** start of Provided text **

There are so many new faces, and so many question marks around those new faces, that predicting where we'll be come the 10th of April is more an exercise in witchcraft than solid analysis. And like our level headed ancestors of yore, we should all endeavour to unearth these unholy covens of blasphemy and purify practitioners with repeated readings of "The Toronto Maple Leafs 1977-1989: An Illustrated History". That'll learn them heathen bastards.
So, I trust we're perfectly clear? Excellent! Now follow me through the jump as I take you line by line through the dressing room and tell you exactly how the 2009-2010 edition of the Ottawa Senators will shape up and where they'll finish.
Ironic, isn't it? Now, let's GIDDY! THE FUCK! UP!
Forwards:
1st Line: Michalek -- Spezza -- Alfredsson
I saw something last Friday night that literally knocked me on my ass. Picture, if you will, Giggles carrying the puck down the wall in the offensive zone, headed toward the corner. Coming at an angle, that irresistible force of smash, Zdeno Chara. My exact train of thought went like this: Oh goody, here comes another panicky blind pass to nobod-- What? He's keeping it? Whoa! HE'S IN THE CORNER! WHOA! HE'S SKATING THROUGH THE HIT! HE PUT IT OUT FRONT! HOLY SHIT! And then I tripped over my dog and fell down.
Couple this world rocking revelation with Jason's unusually frank verbosity during this summer's L'Affaire Doucheldorf and the dangling carrot that is an Olympic invite and we may well be witnessing the evolution of one Jason Spezza into something no one would have ever expected...a leader. Then again, as so many things have been with 19, it could all just be a mirage and I'll be punching fresh holes in the drywall by December.
Alfie will continue to be, well, Alfie. The rock upon which everything else rests. Sure, he'll be 37 in December. And, yeah, he might be a step or two slower. And he doesn't come off the half boards into the slot with the authority he once did. But disparage The Captain, our Living God, and I may well be forced to kill you. Nothing personal, you understand.
I'll admit, I know next to nothing about Milan (stupid Pacific time zone), but so far I like what I've seen, if only for his decidedly un-Dany-esque back checks and net crashes. Not that that will stop me from calling him out if he parks fewer than 25 goals for us. Sorry, Milan. I'm just bitchy that way.
2nd Line: Fisher -- Regin -- Kovalev
Um...yikes?
My man crush for Fish is as strong as ever; never doubt that. I want to have him cloned and make him the coach of every minor hockey team in the country in order to create an army of indestructible single minded forechecking killbots whose sole mission will be to lay waste to all and sundry opposition for the next eleventeen Winter Olympics (winning score of every game? 1-0) But I gotta tell ya, it's getting harder and harder to defend the man. From his preseason results, it looks like the move to the wing may have helped. Then again, it was preseason, so there's a chance everything will still go to shit. Then it's just you and me, Fish, fending off the howling masses with nothing but your giant $6.5M novelty cheque, a handful of bibles and Carrie Underwood.

** end of Provided text **
** start of Material **

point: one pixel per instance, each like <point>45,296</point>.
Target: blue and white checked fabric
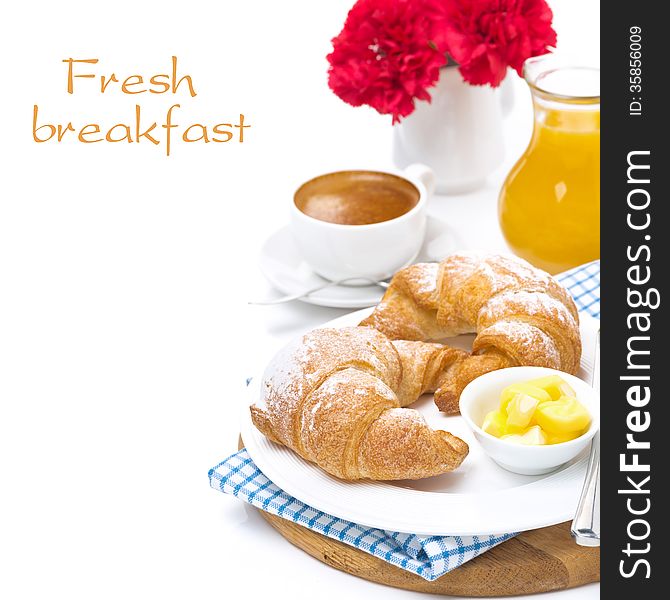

** end of Material **

_Tasks and exercises_
a – From the Ottawa Senators season preview, reproduce the passage starting with "So, I trust" and going on through "where they'll finish.".
b – According to the Ottawa Senators season preview, which three players make up the 2nd line?
c – Carry the Ottawa Senators season preview forward from its last sentence.

_Replies_
a –
So, I trust we're perfectly clear? Excellent! Now follow me through the jump as I take you line by line through the dressing room and tell you exactly how the 2009-2010 edition of the Ottawa Senators will shape up and where they'll finish.

b – Fisher, Regin, and Kovalev.

c –
As for Peter, I'm going to be uncharacteristically generous here and reserve judgement. For now. Will our newly christened Danish Wonder grow a set and take his place among men, or will he bochenski (oh yeah, I went there) once the puck drops for real and the games start to matter. I honestly have no idea, but you can probably tell which way I'm leaning.
Then there's AK27. If The Donald can copyright "You're FIRED!" then I respectfully request I be allowed to do the same with "Enigmatic" and charge a nickel for each and every time the word appears anywhere between now and the second week of April (them monkey butlers ain't feedin' themselves, kids). My prediction based on nothing but fervent wishes? 30 goals, 70 points and a bleeding ulcer for yours truly.
So to recap...our continuing quest for that mythical "secondary scoring" is made up of, and entirely dependant upon, a chronic underachiever with the heart of a lion, a 23 year old kid I'm not convinced should even be on the team and an enigmatic (CHA-CHING!) Russian who can't or won't decide until the pre-game warm up whether he'll actually play that night. Nope. I see no way in which this can end badly.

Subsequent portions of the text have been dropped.